Task to complete: Reproduce the entries below verbatim, starting at the line that contains "Mark every instance of the dark" and ending with the last line of the entries, both included.
··· Record list
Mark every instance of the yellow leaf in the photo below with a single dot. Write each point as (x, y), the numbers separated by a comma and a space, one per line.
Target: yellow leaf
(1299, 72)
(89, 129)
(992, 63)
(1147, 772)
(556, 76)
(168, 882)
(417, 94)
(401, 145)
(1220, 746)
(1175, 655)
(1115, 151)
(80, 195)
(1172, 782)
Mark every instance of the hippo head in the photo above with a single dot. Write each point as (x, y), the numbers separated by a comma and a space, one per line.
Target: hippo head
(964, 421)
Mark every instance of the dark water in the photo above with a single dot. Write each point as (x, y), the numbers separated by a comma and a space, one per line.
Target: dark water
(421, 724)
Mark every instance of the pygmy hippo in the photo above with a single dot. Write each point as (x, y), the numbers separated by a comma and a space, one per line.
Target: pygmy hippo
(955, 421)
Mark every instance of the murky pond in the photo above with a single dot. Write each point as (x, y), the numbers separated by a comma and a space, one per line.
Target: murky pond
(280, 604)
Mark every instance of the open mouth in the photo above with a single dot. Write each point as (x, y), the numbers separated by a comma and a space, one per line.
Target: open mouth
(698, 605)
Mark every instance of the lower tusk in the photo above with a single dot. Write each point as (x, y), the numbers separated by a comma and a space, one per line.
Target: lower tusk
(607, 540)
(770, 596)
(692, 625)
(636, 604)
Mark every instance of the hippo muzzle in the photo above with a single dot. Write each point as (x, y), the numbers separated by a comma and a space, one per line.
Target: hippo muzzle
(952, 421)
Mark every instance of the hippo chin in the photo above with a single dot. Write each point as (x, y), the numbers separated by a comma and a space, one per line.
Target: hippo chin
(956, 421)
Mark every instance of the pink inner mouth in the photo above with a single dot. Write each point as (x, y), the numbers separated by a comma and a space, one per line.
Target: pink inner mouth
······
Final result:
Mark every instance of the dark water in the photo above with a single dot. Write each point as (x, y), the numbers separated by a comma and a space, one per line.
Target: dark water
(421, 724)
Mark every instance of the pygmy hippo in the photo above with a single dot. Write each point as (x, y), the numbers separated by a comma and a space, one per line.
Target: pygmy hippo
(955, 421)
Mark every instance of the murky pond in the photo above with a single dot. Write each point as (x, y), the numbers separated by a comma and a space, one per line.
Target: murky pond
(280, 604)
Mark every instance of the open mouth in the photo above with a single dot. Write each point as (x, y), the numbers separated by a comma and a space, one per line.
Target: open mouth
(698, 605)
Mark every instance of the lower tusk in the photo above with a single dot. Write each point as (x, y), the numbers separated by a comma and a space, one per line.
Target: lower tusk
(607, 540)
(770, 596)
(692, 625)
(636, 604)
Mark every instance of the hippo muzzle in the photo above with a single dot. Write each point as (x, y), the numbers separated by a comma and a space, one per line.
Target: hippo muzzle
(952, 421)
Mark every instance of the hippo chin in the photo above with a single dot. Write each point as (x, y), the numbers separated by a comma and a space, one per line.
Target: hippo chin
(956, 421)
Mark every instance of the pink inner mouth in the photo above with a single dot. Write each point as (x, y), the numbers separated by a comma and a space, one per line.
Target: pink inner mouth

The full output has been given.